__SOURCE EXTRACT__
I know that I’m addressing a mixed crowd this morning, and I’m sensitive to what my non/not-so-Christian friends have to endure at Christmastime. But for the next 10 minutes or so, would you entertain the idea that the Nativity story actually happened? That’s an understandable leap for many, even for seasoned Christians, but live with me here for a moment: there’s a truth in the story that only lives if the story is true.
When we’re finished, you can return to your regularly scheduled ontology, and I’ll think no different of you, always thankful that you’re here each week.
In August of 1927, newly converted to Anglican Christianity, T.S. Eliot wrote The Journey of the Magi, a poem that attempts to pull his reader into what could have been the personal experience of one of the “Wise Men” in the Bible’s Nativity story
I read this poem for the first time last week, mentioned in a Sunday morning sermon (listen below). The ending gets into something I had never considered before:
“…were we led all that way for
Birth or Death? There was a Birth, certainly
We had evidence and no doubt. I had seen birth and death,
But had thought they were different; this Birth was
Hard and bitter agony for us, like Death, our death.”
It’s interesting to note that the Nativity story doesn’t mention anything about the wise men being wealthy, nor does my armchair study on the financial portfolio of your average, everday μαγος. Nowhere in the passage are they called “kings” or “rulers.” Maybe us modern Westerners assume, since these guys are laden with expensive gifts, that they must be extremely powerful. Maybe they are, but given the context of the story, it might be that they’re not wealthy, but so overthrown by the idea of Judaism’s Messianic hope that they are giving a portion of their wealth that’s much larger than commonly believed. When scripture says “they bowed down and worshipped,” maybe they truly did.
Regardless, as Eliot alludes, the trip must have been a very long, arduous nightmare, even for the wealthiest traveller.
“…the camel men cursing and grumbling
and running away, and wanting their liquor and women,
And the night-fires going out, and the lack of shelters,
And the cities hostile and the towns unfriendly
And the villages dirty and charging high prices:
A hard time we had of it.”
The story also doesn’t mention how long these men stayed. Once they dropped off their gifts, they were warned in a dream to steer clear of Herod, so they went home via a different route. The route they came in on must’ve been difficult, but most likely the easiest way. Anything different would have been much harder.
Why endure such a long, painful, risky ordeal only to lay a ton of money at the feet of a baby in a back alley surrounded by a handful of Israel’s greatest rejects, then leave? Aren’t they worried that the money will get stolen? Why not stay and try to find a lucrative role in the new administration? At least stick around for a few weeks and see what happens.
Was “worship” their only agenda?
It might be that the magi believed that this baby would somehow be the most powerful king the world had ever seen. That’s what the Jews believed: one day a king – Messiah – would come, conquer Israel’s enemies, and set up a government to rule the entire world:
For a child has been born to us, a son given to us, and the government will rest upon his shoulder, and the wondrous adviser, the mighty God, the everlasting Father, called his name, “the prince of peace.” ~ Isaiah 9:5
“…I will make the nations your heritage, and the ends of the earth your possession.” ~ psalm 2:1-9
This expectation wasn’t limited to the ancient Jewish world. Roman historian Suetonius, in De Vita Caesarum wrote:
“There had spread over all the Orient an old and established belief, that it was fated at that time for men coming from Judaea to rule the world.”

Dataset records
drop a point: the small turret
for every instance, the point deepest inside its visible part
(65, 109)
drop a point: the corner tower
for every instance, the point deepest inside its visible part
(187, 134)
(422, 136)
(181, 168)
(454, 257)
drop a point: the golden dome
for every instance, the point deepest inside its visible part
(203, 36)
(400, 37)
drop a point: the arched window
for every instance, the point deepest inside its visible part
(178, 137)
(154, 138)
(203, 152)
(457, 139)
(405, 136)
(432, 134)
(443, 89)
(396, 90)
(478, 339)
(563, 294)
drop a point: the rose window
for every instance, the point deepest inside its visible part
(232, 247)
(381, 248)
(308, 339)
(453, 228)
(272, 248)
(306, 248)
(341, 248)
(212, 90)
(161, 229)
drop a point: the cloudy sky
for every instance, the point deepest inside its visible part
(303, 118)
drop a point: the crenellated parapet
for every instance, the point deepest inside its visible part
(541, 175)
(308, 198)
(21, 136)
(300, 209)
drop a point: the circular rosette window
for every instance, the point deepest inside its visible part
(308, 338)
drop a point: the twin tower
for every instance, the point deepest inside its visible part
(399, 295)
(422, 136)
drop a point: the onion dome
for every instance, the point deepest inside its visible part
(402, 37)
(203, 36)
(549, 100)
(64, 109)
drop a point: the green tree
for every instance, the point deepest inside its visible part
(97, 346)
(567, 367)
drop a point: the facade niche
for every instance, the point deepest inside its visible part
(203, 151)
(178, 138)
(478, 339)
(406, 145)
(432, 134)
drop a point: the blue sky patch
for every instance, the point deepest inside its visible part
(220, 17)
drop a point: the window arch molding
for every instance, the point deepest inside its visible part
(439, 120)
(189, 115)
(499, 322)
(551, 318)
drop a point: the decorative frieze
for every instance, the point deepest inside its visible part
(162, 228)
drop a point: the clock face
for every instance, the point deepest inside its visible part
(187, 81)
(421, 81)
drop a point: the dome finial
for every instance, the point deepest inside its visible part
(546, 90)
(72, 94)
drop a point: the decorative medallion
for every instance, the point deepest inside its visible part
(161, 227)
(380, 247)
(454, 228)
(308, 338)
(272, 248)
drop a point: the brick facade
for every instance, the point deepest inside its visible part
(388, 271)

__WHAT THIS EXERCISE ASKS__
(1) In the Nativity reflection, when did T.S. Eliot write The Journey of the Magi?
(2) Using the Nativity reflection, explain why the wise men returned home by a different route than the one they came in on.

__SOLVED PROBLEMS__
(1) In August of 1927, shortly after his conversion to Anglican Christianity.

(2) After they delivered their gifts, they were warned in a dream to steer clear of Herod. So they went home another way, even though their original route was most likely the easiest one.